Leaving the pictures out, transcribe the records below exactly.
↓
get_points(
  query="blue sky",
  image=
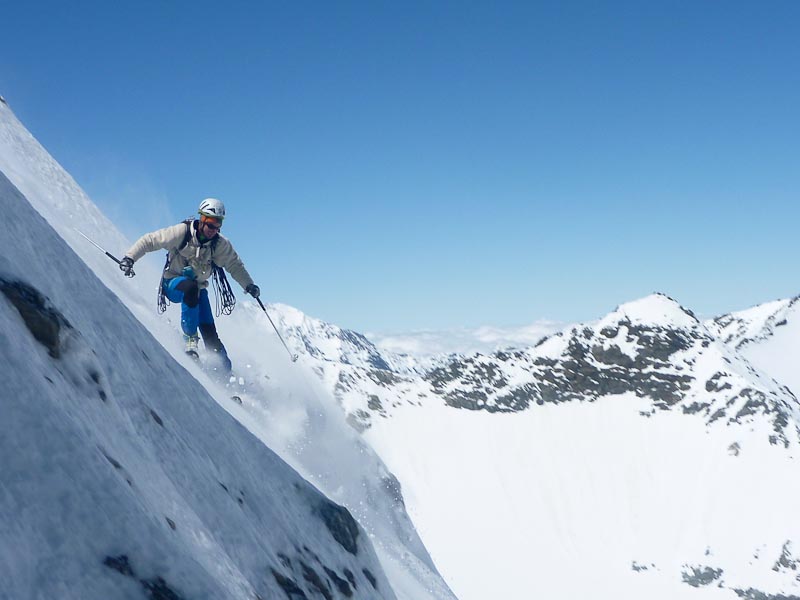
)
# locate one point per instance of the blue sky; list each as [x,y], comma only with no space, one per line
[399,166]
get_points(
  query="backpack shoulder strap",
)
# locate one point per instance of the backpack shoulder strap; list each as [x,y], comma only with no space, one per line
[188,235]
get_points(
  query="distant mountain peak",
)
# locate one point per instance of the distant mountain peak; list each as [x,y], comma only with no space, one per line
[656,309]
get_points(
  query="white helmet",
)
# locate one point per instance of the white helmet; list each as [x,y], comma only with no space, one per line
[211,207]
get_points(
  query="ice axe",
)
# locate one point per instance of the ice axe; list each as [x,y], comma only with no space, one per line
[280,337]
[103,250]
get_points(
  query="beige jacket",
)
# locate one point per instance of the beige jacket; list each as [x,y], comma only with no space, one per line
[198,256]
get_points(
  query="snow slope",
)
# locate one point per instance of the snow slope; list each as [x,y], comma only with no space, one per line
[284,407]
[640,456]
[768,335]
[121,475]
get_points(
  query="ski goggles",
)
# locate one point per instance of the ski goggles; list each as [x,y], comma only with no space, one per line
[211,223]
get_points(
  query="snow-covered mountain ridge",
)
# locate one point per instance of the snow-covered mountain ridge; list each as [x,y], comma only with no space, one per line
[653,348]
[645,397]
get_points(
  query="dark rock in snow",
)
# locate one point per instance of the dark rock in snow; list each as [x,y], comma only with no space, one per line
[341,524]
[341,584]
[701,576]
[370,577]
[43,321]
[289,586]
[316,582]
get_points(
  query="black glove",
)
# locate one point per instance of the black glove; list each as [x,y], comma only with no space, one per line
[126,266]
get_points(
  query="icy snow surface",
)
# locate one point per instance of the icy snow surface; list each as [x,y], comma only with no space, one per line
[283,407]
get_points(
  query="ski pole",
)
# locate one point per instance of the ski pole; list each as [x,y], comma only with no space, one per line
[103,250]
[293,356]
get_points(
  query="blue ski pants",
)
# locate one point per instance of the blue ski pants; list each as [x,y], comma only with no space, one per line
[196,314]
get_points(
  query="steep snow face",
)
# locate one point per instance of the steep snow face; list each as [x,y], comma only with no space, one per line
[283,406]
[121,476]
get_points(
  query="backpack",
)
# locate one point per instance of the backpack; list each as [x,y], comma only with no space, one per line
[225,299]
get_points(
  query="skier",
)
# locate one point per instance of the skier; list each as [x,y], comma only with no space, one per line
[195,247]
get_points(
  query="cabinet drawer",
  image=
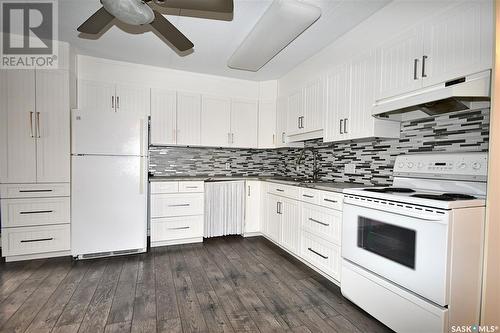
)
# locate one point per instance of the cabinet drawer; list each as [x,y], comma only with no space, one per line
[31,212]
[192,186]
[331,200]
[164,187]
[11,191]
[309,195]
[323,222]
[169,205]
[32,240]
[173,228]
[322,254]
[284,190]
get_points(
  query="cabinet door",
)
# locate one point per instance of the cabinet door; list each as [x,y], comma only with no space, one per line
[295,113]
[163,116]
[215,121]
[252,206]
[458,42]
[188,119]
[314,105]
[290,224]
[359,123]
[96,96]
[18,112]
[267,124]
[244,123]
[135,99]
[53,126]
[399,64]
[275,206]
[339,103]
↑
• _Written response_
get_points(
  query="blue sky",
  image=
)
# locate one point per instance of the blue sky; list each as [x,y], comma only with no space, one per line
[399,166]
get_points(
  query="backpack shoulder strap",
)
# locate one point per instance of the backpack shoulder strap; list each as [x,y], comma only with no space, one per line
[188,235]
get_points(
  query="distant mountain peak",
)
# locate one point per instance of the distant mountain peak; list each as [x,y], comma only with no space, one per line
[656,309]
get_points(
  query="white helmet",
)
# locate one point per instance of the white helmet; list each as [x,y], comma only with no space, one per line
[211,207]
get_points(
  query="ice axe",
)
# locate one point per instance of the ice axe; list each as [x,y], comma only with no space, one per line
[280,337]
[103,250]
get_points(
  query="beige jacket",
)
# locate one point per instance of the beige jacket; list each as [x,y], comma only with no space, one per line
[198,256]
get_points(
  query="snow slope",
)
# locate one point per instance of the snow slope; list each as [x,y], comma only with no space, one per line
[284,407]
[640,456]
[768,335]
[121,475]
get_points(
  query="ski goggles",
)
# locate one point per instance of the ski goggles; list each as [x,y], comma only with no space, one per line
[211,223]
get_points(
  query="snow-covered mountain ridge",
)
# locate one point per instance of the snow-covered mountain ridge; list each as [x,y], comma only with no space, one per line
[653,348]
[645,397]
get_points(
  query="dark rock in snow",
)
# locate one point per instance of the dark rock in snow; list each as [x,y], comma only with no space, one per line
[341,524]
[341,584]
[701,576]
[370,577]
[43,321]
[289,586]
[316,582]
get_points(
  query="black glove",
)
# locate one point per instance of the black glove; list each as [x,y], comma only with no space, one per line
[126,266]
get_points(
  query="icy snow surface",
)
# locate one point per instance of the icy snow surface; list each as [x,y], comma only with no space, one per line
[283,407]
get_points(
  query="ski pole",
)
# locate one point per instance of the ski pole; list each as [x,y], comma only with no space, one per line
[103,250]
[293,356]
get_points(
  query="blue ski pants",
)
# locate one point per instance of the blue ski pants; list each as [x,y], comma only with no space, one per line
[196,314]
get_points(
  query="steep snow face",
)
# locate one point per instance of the steep snow face; list each as [x,y], comma only with no space, one per line
[283,406]
[121,476]
get_points(
  query="backpack",
)
# locate one point per instance of the backpack; list each as [x,y], comma only with no space, one per line
[225,299]
get_points(
  query="skier",
)
# locate one point per instance of the skier; list each as [x,y], comma only with no space, one per line
[195,247]
get_points(
  query="cabinet drawer",
  image=
)
# locate one point per instance of the cabinet drawer; list each as [x,y], comma only with no space, one per line
[31,212]
[192,186]
[331,200]
[164,187]
[11,191]
[309,195]
[323,222]
[169,205]
[32,240]
[173,228]
[322,254]
[284,190]
get_points(
  query="cabinet door",
)
# locate one point per instance of the cabinet door; list each as [x,y], comma only with no space, one per line
[295,113]
[163,116]
[215,121]
[252,206]
[458,42]
[188,119]
[314,105]
[290,224]
[359,123]
[96,96]
[18,112]
[267,124]
[244,123]
[135,99]
[53,126]
[399,64]
[275,206]
[339,103]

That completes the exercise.